Estratto del documento:

Decreto attuativo delle Costituzioni

e delle Ordinazioni dei Capitoli Generali

 

Con l’entrata in vigore delle Costituzioni e delle Ordinazioni dei Capitoli Generali (OCG) avvenuta l’8 dicembre 2013, alcune realtà dell’Ordine subiscono delle variazioni.

Il Ministro generale

per conformare queste realtà alla nuova legislazione

emana il presente

DECRETO

I Capitoli provinciali

Le OCG al n. 8/18.1 modificano la celebrazione del Capitolo provinciale: “Le province con cento o meno frati celebrano il Capitolo a suffragio diretto; le province con numero di frati superiore a cento celebrano il Capitolo per delegati. Tuttavia, anche le province con più di cento frati possono celebrare il Capitolo a suffragio diretto e, per giusti motivi, le province con cento frati o meno possono celebrare il Capitolo per delegati”.

Si dispone, pertanto, che le Province che hanno indetto il Capitolo provinciale prima dell’entrata in vigore della nuova legislazione lo celebrino con la modalità conforme alla legge vigente alla data dell’indizione. Le Province che dovranno indire il Capitolo provinciale dopo l’entrata in vigore della nuova legge, lo facciano conformemente a questa.

Consegne di lavoro:
1) Secondo il decreto, in quale data sono entrate in vigore le Costituzioni e le Ordinazioni dei Capitoli Generali?
2) Elenca tutte le possibilità di celebrazione del Capitolo provinciale che il decreto cita dalle OCG al n. 8/18.1. Per ciascuna indica il numero di frati della provincia e la modalità.
3) Trascrivi un passo del decreto senza alcuna modifica. Inizia dalle parole che contengono "Si dispone, pertanto, che" e fermati dopo "conformemente a questa.".
I record riportati qui sotto non sono necessari.

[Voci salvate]
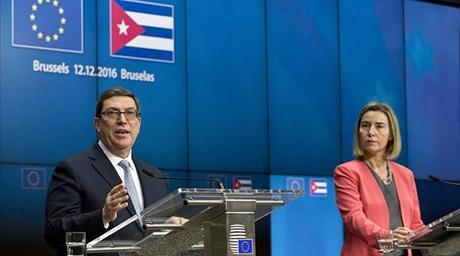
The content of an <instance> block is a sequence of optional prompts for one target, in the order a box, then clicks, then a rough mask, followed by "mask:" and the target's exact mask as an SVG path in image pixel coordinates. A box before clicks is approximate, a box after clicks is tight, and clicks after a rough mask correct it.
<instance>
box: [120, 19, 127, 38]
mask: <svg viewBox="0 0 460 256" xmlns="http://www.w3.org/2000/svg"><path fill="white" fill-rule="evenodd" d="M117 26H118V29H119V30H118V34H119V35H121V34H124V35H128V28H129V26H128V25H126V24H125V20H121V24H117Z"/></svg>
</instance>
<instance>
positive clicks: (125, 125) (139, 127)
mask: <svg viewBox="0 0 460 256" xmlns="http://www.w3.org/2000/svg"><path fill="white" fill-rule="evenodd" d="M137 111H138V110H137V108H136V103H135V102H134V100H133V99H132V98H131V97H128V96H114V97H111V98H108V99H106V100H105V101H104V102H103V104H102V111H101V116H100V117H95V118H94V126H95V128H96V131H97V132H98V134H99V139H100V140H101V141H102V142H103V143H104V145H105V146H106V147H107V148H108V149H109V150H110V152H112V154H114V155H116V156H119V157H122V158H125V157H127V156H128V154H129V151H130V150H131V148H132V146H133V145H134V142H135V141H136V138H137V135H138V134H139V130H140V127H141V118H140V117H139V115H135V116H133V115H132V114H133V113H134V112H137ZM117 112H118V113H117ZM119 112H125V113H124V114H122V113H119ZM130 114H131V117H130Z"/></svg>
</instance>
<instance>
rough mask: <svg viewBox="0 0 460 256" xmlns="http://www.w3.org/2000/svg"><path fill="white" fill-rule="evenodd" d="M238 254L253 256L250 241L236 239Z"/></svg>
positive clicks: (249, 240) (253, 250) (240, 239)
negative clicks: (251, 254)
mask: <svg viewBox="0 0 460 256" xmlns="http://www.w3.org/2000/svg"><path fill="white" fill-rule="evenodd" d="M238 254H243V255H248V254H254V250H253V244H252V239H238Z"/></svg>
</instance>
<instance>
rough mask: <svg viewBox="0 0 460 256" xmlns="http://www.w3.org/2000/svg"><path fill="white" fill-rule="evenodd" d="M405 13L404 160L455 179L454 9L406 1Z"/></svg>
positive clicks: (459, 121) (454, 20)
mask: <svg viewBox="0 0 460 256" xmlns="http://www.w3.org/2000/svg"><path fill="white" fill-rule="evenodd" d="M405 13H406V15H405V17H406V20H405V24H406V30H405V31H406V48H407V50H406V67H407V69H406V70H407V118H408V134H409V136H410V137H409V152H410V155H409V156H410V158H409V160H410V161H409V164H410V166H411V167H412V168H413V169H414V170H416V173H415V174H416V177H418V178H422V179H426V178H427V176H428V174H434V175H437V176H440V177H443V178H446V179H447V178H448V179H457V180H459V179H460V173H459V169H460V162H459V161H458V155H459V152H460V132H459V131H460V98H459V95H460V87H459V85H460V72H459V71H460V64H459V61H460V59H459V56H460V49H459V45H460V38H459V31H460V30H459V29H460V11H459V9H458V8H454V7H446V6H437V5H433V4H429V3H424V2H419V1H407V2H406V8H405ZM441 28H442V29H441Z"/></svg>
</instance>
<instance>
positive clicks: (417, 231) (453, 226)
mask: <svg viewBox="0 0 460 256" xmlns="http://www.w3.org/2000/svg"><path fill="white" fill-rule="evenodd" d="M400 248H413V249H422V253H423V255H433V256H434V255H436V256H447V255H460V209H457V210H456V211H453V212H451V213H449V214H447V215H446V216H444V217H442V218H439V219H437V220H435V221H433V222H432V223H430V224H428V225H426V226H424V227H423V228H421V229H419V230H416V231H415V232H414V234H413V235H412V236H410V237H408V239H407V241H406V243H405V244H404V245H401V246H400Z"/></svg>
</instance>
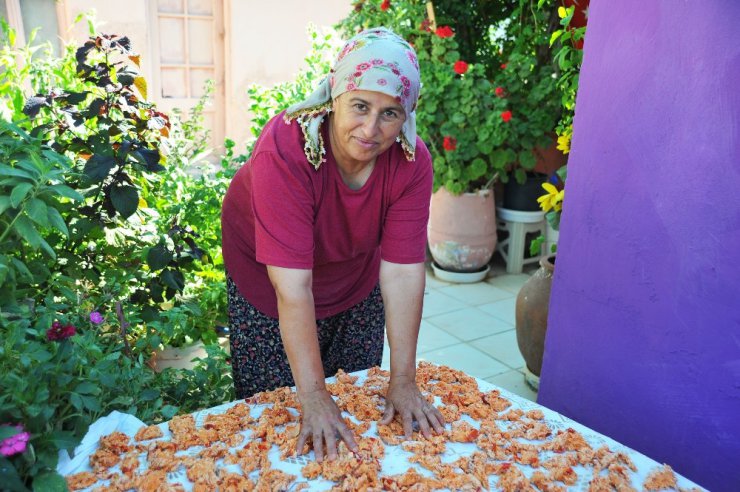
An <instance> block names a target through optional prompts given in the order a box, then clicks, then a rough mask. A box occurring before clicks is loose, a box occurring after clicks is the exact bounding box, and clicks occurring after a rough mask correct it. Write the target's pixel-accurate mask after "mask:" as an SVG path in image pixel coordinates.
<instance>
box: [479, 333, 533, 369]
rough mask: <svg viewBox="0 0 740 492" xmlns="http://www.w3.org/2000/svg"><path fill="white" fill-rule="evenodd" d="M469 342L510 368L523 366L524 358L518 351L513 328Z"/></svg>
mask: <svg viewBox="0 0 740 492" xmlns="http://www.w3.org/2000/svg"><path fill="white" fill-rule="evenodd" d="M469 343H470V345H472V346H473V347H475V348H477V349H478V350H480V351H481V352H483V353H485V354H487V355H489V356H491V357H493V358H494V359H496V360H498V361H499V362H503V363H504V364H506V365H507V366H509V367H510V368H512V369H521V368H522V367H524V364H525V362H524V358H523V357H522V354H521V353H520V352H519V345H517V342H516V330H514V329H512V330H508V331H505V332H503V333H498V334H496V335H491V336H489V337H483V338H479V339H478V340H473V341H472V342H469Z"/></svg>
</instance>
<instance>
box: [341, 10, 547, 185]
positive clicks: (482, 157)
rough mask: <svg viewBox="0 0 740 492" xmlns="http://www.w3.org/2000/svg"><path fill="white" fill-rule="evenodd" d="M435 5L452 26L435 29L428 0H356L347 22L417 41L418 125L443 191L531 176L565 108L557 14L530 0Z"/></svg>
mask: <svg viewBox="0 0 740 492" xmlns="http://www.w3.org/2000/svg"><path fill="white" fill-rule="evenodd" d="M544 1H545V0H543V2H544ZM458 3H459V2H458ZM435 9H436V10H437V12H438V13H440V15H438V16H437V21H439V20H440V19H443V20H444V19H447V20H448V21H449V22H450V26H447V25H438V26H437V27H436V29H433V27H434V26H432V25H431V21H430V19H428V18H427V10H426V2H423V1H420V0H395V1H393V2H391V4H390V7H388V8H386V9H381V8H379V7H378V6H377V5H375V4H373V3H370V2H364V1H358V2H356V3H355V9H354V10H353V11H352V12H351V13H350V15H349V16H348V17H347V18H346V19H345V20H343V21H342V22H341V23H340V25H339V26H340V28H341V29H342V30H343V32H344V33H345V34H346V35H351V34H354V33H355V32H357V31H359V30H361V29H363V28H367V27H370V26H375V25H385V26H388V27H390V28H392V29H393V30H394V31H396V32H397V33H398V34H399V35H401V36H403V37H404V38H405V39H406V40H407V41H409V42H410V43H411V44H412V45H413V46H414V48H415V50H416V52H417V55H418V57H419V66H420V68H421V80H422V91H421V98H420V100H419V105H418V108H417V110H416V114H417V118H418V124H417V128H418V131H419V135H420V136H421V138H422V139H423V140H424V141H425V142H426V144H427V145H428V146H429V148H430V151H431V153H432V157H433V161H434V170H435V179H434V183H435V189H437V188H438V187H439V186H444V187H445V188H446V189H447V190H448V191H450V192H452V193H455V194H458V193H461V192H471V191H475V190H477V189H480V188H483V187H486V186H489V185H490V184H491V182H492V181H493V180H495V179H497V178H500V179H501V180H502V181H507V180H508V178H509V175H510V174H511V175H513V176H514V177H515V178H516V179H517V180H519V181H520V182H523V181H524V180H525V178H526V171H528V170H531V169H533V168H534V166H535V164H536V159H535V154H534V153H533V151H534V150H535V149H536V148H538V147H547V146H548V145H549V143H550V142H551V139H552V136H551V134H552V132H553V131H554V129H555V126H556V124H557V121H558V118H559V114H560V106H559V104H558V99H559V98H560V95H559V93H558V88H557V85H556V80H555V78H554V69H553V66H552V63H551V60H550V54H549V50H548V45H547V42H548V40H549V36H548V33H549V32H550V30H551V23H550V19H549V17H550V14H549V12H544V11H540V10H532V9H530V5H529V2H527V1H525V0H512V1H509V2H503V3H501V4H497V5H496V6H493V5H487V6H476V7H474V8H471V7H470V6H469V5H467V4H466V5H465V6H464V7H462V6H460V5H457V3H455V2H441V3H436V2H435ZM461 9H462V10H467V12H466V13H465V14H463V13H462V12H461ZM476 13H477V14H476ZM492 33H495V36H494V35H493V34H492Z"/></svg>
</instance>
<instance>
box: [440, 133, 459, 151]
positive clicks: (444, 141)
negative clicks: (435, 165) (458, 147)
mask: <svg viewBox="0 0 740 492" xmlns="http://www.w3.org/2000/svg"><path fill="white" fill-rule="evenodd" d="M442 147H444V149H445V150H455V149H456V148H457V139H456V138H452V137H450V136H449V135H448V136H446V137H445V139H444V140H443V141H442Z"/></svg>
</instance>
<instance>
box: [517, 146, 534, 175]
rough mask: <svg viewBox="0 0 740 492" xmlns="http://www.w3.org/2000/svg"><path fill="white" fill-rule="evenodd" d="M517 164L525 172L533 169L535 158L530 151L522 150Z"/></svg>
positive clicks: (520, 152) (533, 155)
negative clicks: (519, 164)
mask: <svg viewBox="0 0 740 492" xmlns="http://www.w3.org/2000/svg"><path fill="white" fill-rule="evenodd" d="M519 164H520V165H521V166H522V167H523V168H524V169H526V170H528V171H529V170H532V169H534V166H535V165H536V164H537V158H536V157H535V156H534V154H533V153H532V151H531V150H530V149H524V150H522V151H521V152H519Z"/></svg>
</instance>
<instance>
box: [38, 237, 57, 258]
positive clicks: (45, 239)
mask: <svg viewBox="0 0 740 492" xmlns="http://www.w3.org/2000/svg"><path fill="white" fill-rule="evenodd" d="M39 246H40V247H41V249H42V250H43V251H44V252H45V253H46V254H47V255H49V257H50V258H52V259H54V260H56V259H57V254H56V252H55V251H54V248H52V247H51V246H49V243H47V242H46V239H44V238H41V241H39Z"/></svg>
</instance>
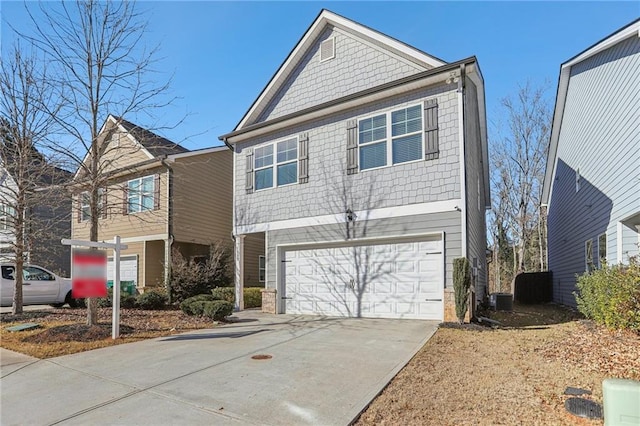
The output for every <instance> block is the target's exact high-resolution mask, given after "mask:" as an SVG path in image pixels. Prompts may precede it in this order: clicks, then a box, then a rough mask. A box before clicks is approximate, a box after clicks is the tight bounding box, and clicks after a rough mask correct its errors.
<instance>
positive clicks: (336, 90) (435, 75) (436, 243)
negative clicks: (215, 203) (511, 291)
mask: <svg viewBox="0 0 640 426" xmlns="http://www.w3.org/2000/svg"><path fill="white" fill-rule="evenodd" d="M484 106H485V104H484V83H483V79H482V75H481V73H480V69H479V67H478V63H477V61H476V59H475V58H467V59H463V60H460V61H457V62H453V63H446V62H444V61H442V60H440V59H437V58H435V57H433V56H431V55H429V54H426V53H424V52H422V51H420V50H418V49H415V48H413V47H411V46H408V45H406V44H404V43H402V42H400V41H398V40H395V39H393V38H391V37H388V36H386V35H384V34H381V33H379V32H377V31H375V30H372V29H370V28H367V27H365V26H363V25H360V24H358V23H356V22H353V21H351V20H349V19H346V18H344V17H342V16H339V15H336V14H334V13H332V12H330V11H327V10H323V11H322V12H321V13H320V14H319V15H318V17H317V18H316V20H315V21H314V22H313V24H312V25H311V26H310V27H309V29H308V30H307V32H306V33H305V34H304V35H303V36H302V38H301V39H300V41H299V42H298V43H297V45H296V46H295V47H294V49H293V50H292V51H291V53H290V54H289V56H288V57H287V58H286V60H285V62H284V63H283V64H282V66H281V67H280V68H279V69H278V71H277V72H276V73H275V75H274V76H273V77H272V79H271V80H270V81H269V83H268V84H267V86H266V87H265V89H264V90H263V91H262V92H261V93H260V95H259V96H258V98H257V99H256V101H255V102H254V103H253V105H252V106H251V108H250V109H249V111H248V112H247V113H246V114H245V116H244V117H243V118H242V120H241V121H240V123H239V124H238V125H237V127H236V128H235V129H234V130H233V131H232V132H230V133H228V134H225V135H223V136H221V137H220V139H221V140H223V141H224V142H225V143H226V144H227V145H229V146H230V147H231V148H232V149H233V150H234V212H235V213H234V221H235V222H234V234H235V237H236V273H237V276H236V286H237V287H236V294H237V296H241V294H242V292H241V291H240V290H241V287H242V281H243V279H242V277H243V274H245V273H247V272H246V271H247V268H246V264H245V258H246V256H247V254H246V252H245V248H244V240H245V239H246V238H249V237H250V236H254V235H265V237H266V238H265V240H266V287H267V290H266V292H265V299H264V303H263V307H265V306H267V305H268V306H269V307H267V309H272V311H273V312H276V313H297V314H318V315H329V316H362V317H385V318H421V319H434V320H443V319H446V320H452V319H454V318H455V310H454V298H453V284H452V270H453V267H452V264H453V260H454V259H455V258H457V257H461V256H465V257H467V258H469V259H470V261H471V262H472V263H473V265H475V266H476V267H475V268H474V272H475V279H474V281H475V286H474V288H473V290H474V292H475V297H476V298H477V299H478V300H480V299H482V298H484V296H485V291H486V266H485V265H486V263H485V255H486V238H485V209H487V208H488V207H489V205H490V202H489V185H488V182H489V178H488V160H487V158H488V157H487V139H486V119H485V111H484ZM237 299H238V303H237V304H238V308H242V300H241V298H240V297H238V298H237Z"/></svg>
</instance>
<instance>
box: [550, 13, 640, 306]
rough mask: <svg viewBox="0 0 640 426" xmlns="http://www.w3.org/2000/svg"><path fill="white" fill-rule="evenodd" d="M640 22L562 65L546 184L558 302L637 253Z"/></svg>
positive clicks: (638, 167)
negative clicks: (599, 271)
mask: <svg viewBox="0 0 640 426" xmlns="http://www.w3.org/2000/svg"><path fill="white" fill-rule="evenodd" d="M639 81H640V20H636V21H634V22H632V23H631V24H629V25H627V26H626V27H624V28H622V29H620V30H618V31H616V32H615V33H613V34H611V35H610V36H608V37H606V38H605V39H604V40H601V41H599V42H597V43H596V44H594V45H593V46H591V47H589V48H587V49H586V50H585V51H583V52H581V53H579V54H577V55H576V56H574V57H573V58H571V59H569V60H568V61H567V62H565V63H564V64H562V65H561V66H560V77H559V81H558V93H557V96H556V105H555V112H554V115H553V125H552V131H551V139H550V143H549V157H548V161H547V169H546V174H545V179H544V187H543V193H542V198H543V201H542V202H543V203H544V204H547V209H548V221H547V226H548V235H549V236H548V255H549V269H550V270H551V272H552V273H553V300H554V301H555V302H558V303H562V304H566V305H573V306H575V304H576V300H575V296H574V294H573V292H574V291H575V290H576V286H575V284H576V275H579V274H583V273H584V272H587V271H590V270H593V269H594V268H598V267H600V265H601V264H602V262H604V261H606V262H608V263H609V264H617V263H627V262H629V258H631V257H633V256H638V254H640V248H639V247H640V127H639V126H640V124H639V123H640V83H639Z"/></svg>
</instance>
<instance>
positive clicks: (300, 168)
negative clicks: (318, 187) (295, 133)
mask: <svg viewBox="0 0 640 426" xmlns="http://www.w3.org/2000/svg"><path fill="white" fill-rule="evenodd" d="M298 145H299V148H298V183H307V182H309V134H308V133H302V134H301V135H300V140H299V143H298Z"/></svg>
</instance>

Risposte:
1) L'8 dicembre 2013.

2)
- Province con cento o meno frati: Capitolo a suffragio diretto.
- Province con più di cento frati: Capitolo per delegati.
- Province con più di cento frati: possono anche celebrare il Capitolo a suffragio diretto.
- Province con cento frati o meno: per giusti motivi possono celebrare il Capitolo per delegati.

3)
Si dispone, pertanto, che le Province che hanno indetto il Capitolo provinciale prima dell’entrata in vigore della nuova legislazione lo celebrino con la modalità conforme alla legge vigente alla data dell’indizione. Le Province che dovranno indire il Capitolo provinciale dopo l’entrata in vigore della nuova legge, lo facciano conformemente a questa.